WHAT THIS EXERCISE ASKS =>
A: From the excerpt on faith and self-image, reproduce word for word the passage starting at "I have found" and ending at "is best?  (p169)".
B: In the excerpt on faith and self-image, which Bible verse is cited alongside "the Father of lies"?

DOCUMENT SEGMENT =>
BEGIN

God loves it when we are truthful, no matter how ugly we think our experiences may be. And God much prefers truthfulness than to see us wearing a mask—pretending and bearing false witness. God can’t heal our masks because they are inanimate objects, but God can heal an authentic hurting soul that is laid bare before God’s presence.  (p152)

I have found Christians to be some of the most self-deprecating people I have ever met. Not only do many of us not love ourselves, we do not even like ourselves.  (p159)

Perpetuating the message of original sin and eternal torture, especially to children, can bring grievous, monumental, pathological ramifications from which a person might take a lifetime to heal.  (p166)

You have the option to relate to yourself as the Father of love (1 John 4:16) relates to you, or as the Father of lies (John 8:44) relates to you. Do I need to tell you which option is best?  (p169)

The descriptive words we use of God are not God. They are placeholders, and imperfect ones at that. They are fingers pointing to that which cannot be fully pointed to or named. I could tell you that God looks like Jesus. And, that is an incredible place to start. Jesus is God fully manifest in the flesh. But, even our conceptions of Jesus are diverse. Our minds, which are our filters that are conditioned by a great number of factors, such as the time and place in which we live, cannot even fully and perfectly conceptualize or reflect him.  (p181)

END

SUPPLIED INFORMATION =>
BEGIN

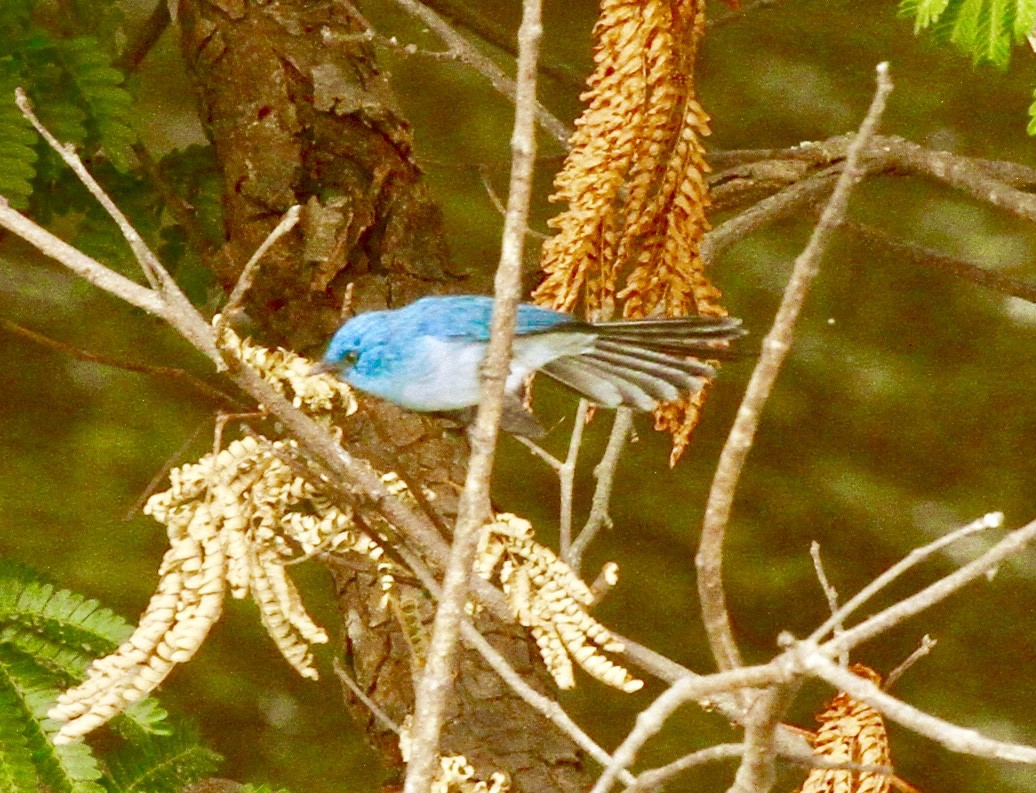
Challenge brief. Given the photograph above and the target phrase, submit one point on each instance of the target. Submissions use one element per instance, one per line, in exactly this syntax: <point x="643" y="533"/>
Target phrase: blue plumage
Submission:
<point x="427" y="356"/>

END

SOLUTIONS BY TASK =>
A:
I have found Christians to be some of the most self-deprecating people I have ever met. Not only do many of us not love ourselves, we do not even like ourselves.  (p159)

Perpetuating the message of original sin and eternal torture, especially to children, can bring grievous, monumental, pathological ramifications from which a person might take a lifetime to heal.  (p166)

You have the option to relate to yourself as the Father of love (1 John 4:16) relates to you, or as the Father of lies (John 8:44) relates to you. Do I need to tell you which option is best?  (p169)

B: John 8:44